» Exercise details: Line by line, transcribe the data below exactly and pass over the images.

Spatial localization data
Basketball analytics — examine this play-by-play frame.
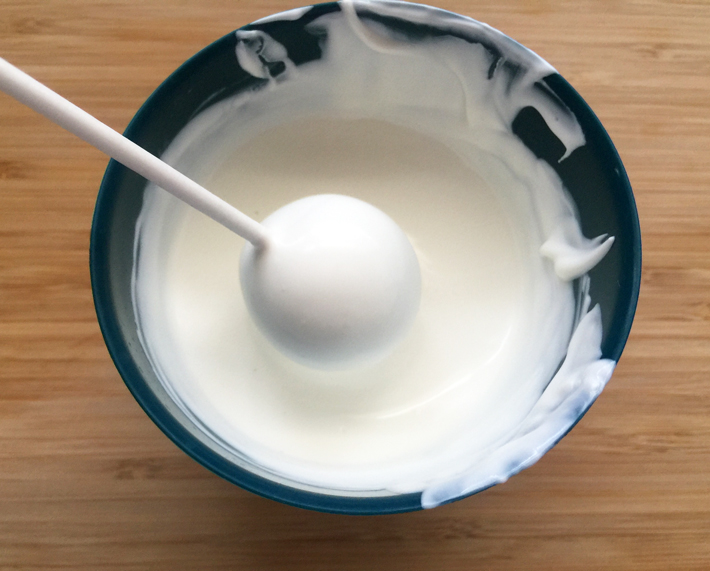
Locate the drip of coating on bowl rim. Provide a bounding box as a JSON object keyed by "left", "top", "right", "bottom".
{"left": 132, "top": 1, "right": 616, "bottom": 509}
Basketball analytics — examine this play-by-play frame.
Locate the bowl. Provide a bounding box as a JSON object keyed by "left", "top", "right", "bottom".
{"left": 90, "top": 1, "right": 641, "bottom": 514}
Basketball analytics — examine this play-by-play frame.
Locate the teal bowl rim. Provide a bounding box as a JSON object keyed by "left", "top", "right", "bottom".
{"left": 90, "top": 2, "right": 641, "bottom": 515}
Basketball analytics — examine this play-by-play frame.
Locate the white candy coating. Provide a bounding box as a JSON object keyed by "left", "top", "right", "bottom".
{"left": 239, "top": 194, "right": 422, "bottom": 369}
{"left": 133, "top": 4, "right": 618, "bottom": 507}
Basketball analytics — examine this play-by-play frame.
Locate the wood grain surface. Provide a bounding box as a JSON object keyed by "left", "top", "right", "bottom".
{"left": 1, "top": 0, "right": 709, "bottom": 569}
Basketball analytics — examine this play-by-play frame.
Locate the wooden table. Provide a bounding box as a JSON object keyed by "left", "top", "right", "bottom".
{"left": 1, "top": 1, "right": 708, "bottom": 569}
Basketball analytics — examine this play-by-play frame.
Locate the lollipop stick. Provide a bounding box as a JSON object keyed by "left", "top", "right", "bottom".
{"left": 0, "top": 57, "right": 269, "bottom": 248}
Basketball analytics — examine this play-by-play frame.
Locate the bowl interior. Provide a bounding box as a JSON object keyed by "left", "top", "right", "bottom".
{"left": 90, "top": 2, "right": 641, "bottom": 514}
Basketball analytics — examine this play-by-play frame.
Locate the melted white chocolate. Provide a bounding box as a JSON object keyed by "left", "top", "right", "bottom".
{"left": 133, "top": 2, "right": 615, "bottom": 508}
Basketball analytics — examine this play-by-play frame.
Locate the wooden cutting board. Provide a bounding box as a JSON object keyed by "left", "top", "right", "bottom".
{"left": 1, "top": 1, "right": 708, "bottom": 569}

» Task solution:
Basketball analytics — examine this play-by-play frame.
Locate the drip of coating on bowl rim. Provide a bounding box as a JSON object keyed by "left", "top", "right", "bottom".
{"left": 132, "top": 1, "right": 616, "bottom": 509}
Basketball analytics — examine this play-by-play frame.
Locate the bowl. Provide a bounding box as a JSON object keyed by "left", "top", "right", "bottom".
{"left": 90, "top": 1, "right": 641, "bottom": 514}
Basketball analytics — examine this play-by-play frame.
Locate the teal bowl rim. Provide a bounding box as a JSON object keyed by "left", "top", "right", "bottom".
{"left": 90, "top": 2, "right": 641, "bottom": 515}
Basketball analytics — examine this play-by-play frame.
Locate the white candy coating. Provide a bounding box as a JSON object keyed by "left", "top", "right", "bottom".
{"left": 239, "top": 194, "right": 422, "bottom": 369}
{"left": 133, "top": 4, "right": 618, "bottom": 507}
Basketball analytics — examine this play-by-play frame.
Locate the wood grain surface. Provide a bounding box as a JSON object keyed by "left", "top", "right", "bottom".
{"left": 1, "top": 0, "right": 709, "bottom": 569}
Basketball analytics — examine this play-by-play frame.
Locate the wooden table. Provide a bounding box as a JSON object keyed by "left", "top", "right", "bottom".
{"left": 1, "top": 1, "right": 708, "bottom": 569}
Basketball analytics — examine this play-by-play frame.
Locate the lollipop stick. Provide a bounding box as a JSON object keyed by "left", "top", "right", "bottom".
{"left": 0, "top": 57, "right": 269, "bottom": 248}
Basketball analytics — examine this play-by-play frame.
Locate the bowl interior. Provide a bounding box as a JSON object keyed by "left", "top", "right", "bottom".
{"left": 90, "top": 2, "right": 641, "bottom": 514}
Basketball analytics — examine this play-by-play frame.
Locate the melted white chocolate. Provide a bounding box as a JSON object keyed by "left", "top", "right", "bottom".
{"left": 133, "top": 2, "right": 615, "bottom": 508}
Basketball analytics — examine this play-by-play frame.
Locate the wooden cutting board. Provide a bounding box as a JSON object keyed by "left", "top", "right", "bottom".
{"left": 1, "top": 1, "right": 708, "bottom": 569}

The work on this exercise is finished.